Opdrachten
**1)** Beantwoord aan de hand van de tekst over ondergrondverdichting:
(a) Welk percentage van de bemonsterde akkerlandplots in Vlaanderen bleek problematisch verdicht door menselijke oorzaak?
(b) Van welk netwerk gebruikte men in Vlaanderen de data?
(c) Welke mechanische maatregel wordt veruit het meest gebruikt?
**2)** Haal uit de tekst over ondergrondverdichting woord voor woord het deel dat begint met "Wat kan er gedaan" en doorloopt tot en met "is daarbij aanbevolen.".

Hoe groot is het probleem?
Binnen het pas afgelopen project EJP SOIL SoilCompaC keken verscheidene onderzoeksgroepen in heel Europa naar de verspreiding en ernst van ondergrondverdichting op Europese akkers. Hiervoor maakten ze gebruik van de reeds beschikbare data van grootschalige monitoringscampagnes. In Vlaanderen had men toegang tot de data van het Cmon-koolstofmonitoringnetwerk. Uit een analyse van de bulkdichtheidsdata in het 30-60 cm diepte-interval maakte men op dat 31% van de bemonsterde akkerlandplots problematisch verdicht waren door menselijke oorzaak. Dit is opvallend hoog in vergelijking met de andere West-Europese landen waar een soortgelijke analyse werd uitgevoerd. Zowel Duitsland (19%), Frankrijk (5%) als Denemarken (3%) lijken veel minder last te hebben van door mensen veroorzaakte ondergrondverdichting in akkerland. Aangezien de evolutie van grotere en zwaardere landbouwmachines te zien is in heel Europa, moet de verklaring voor de sterke ondergrondverdichting in Vlaamse landbouwbodems wellicht gezocht worden in enerzijds het aanzienlijke areaal aan laat geoogste gewassen en anderzijds de vele kleine percelen, en bijgevolg een relatief groter aandeel aan kopakkers.

Wat kan er gedaan worden?
Diepgronden is veruit de meest gebruikte mechanische maatregel, omdat het een relatief 'laag' brandstofverbruik heeft en de gelaagdheid – en dus ook de draagkracht – van de bodem het best bewaard wordt. Ook bij diepgronden blijft het essentieel om de bewerking bij optimale (niet te natte) omstandigheden uit te voeren en niet dieper te werken dan absoluut noodzakelijk. Zeker bij leembodems heeft diepgronden een groot risico op versmering van de bodem. Streef bovendien best niet naar het loswerken van de complete ondergrond. Een diepgronder met minder tanden is vaak even effectief om de negatieve gevolgen van bodemverdichting op te lossen en kan ook de herverdichting afremmen. Het verminderen van de belasting op de bodem is daarbij aanbevolen.

Gegevens
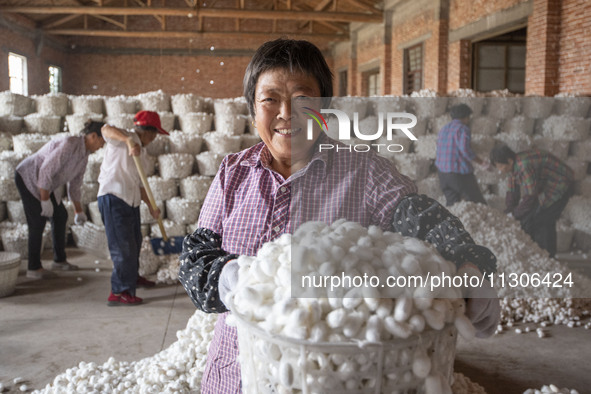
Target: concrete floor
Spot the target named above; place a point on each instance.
(51, 325)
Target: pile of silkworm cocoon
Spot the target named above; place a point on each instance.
(550, 389)
(176, 369)
(516, 252)
(263, 296)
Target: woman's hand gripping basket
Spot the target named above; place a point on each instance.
(355, 339)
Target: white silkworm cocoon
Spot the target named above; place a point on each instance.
(403, 309)
(434, 318)
(398, 329)
(417, 323)
(421, 365)
(336, 318)
(465, 327)
(286, 374)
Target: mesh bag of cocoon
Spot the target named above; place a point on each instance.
(52, 104)
(537, 107)
(517, 143)
(172, 229)
(8, 162)
(44, 124)
(248, 140)
(519, 125)
(385, 104)
(572, 106)
(219, 142)
(175, 165)
(426, 146)
(145, 215)
(159, 146)
(476, 104)
(503, 107)
(95, 213)
(209, 163)
(11, 124)
(90, 104)
(93, 168)
(349, 105)
(225, 107)
(356, 343)
(566, 128)
(163, 189)
(76, 122)
(167, 120)
(181, 142)
(558, 148)
(186, 103)
(88, 192)
(122, 121)
(484, 125)
(156, 101)
(234, 124)
(16, 212)
(195, 187)
(413, 166)
(24, 143)
(8, 190)
(120, 105)
(15, 104)
(5, 142)
(196, 122)
(181, 210)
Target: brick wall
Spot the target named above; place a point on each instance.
(574, 67)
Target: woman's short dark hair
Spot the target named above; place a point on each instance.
(293, 55)
(501, 154)
(92, 126)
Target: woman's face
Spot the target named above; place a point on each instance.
(282, 132)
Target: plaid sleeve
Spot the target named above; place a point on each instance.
(422, 217)
(202, 260)
(464, 139)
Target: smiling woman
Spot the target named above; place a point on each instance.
(275, 186)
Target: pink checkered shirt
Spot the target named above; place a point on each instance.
(249, 204)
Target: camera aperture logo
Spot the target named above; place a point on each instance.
(393, 123)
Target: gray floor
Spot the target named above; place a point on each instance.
(49, 326)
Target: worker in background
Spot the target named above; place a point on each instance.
(39, 179)
(256, 193)
(119, 197)
(547, 184)
(455, 157)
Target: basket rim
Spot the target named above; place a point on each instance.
(353, 344)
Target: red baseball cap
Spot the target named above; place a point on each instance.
(149, 118)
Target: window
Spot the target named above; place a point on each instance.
(55, 79)
(343, 83)
(499, 63)
(413, 68)
(371, 80)
(17, 73)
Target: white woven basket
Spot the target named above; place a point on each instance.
(345, 368)
(9, 265)
(91, 238)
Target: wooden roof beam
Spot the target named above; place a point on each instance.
(203, 12)
(187, 34)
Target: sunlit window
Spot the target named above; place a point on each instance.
(55, 79)
(17, 72)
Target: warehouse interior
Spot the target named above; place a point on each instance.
(521, 65)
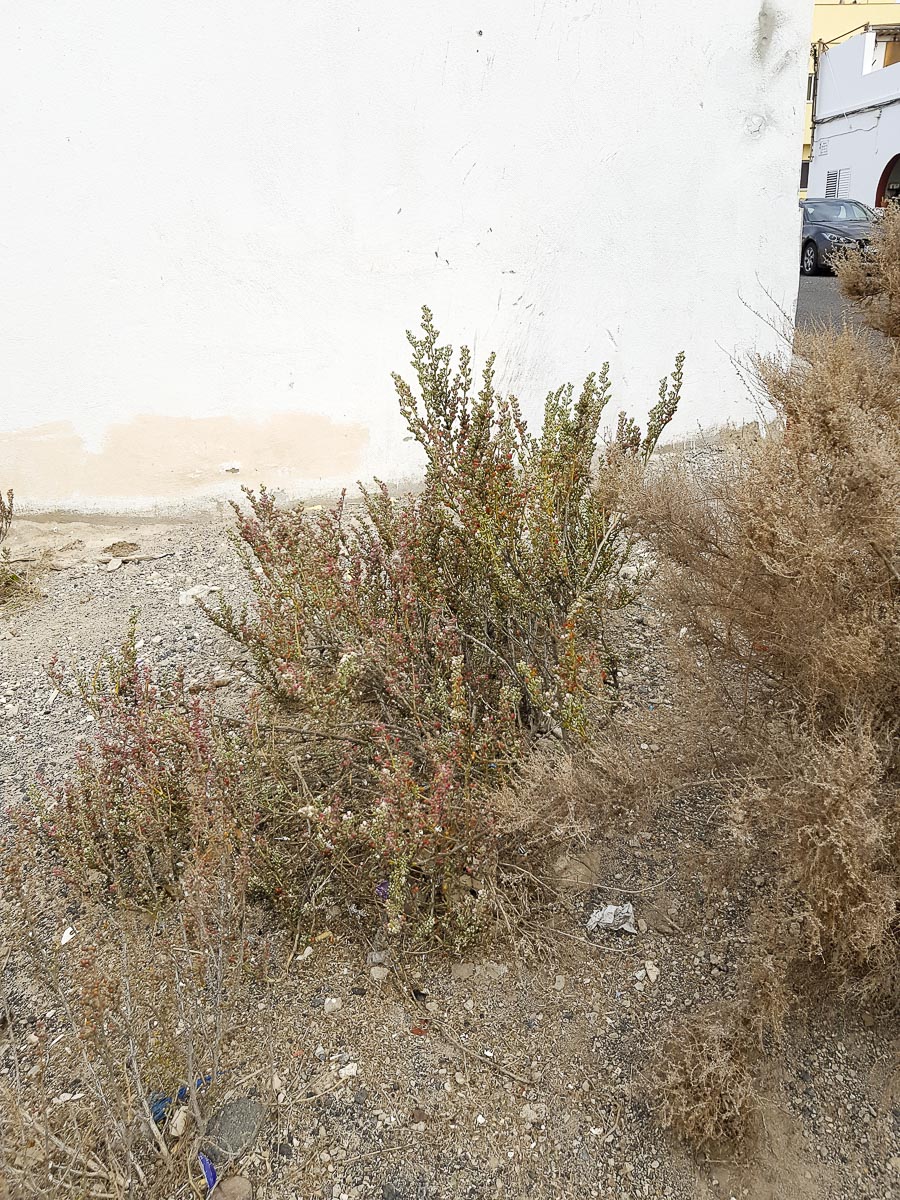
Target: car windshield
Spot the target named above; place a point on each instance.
(834, 211)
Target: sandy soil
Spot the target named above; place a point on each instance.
(503, 1075)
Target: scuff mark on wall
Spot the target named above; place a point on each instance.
(767, 24)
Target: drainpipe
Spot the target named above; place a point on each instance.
(816, 51)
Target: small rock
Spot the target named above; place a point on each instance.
(235, 1187)
(191, 595)
(178, 1121)
(233, 1129)
(493, 971)
(533, 1114)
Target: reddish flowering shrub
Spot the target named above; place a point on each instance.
(423, 643)
(157, 784)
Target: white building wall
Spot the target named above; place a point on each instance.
(219, 217)
(862, 143)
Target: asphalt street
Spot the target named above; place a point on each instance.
(820, 303)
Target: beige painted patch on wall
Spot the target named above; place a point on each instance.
(175, 460)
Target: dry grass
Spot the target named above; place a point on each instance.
(781, 565)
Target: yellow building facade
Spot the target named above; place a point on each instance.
(833, 21)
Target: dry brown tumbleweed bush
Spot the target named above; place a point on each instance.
(780, 561)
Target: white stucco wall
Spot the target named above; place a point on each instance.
(857, 117)
(217, 219)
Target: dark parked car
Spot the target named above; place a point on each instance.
(829, 226)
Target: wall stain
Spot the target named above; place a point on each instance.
(767, 24)
(181, 459)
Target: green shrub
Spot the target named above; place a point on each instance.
(423, 645)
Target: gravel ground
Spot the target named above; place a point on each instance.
(501, 1075)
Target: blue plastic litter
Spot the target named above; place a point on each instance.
(161, 1104)
(209, 1171)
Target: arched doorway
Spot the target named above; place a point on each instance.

Oplossingen
**1)**
(a) 31%
(b) Het Cmon-koolstofmonitoringnetwerk
(c) Diepgronden

**2)**
Wat kan er gedaan worden?
Diepgronden is veruit de meest gebruikte mechanische maatregel, omdat het een relatief 'laag' brandstofverbruik heeft en de gelaagdheid – en dus ook de draagkracht – van de bodem het best bewaard wordt. Ook bij diepgronden blijft het essentieel om de bewerking bij optimale (niet te natte) omstandigheden uit te voeren en niet dieper te werken dan absoluut noodzakelijk. Zeker bij leembodems heeft diepgronden een groot risico op versmering van de bodem. Streef bovendien best niet naar het loswerken van de complete ondergrond. Een diepgronder met minder tanden is vaak even effectief om de negatieve gevolgen van bodemverdichting op te lossen en kan ook de herverdichting afremmen. Het verminderen van de belasting op de bodem is daarbij aanbevolen.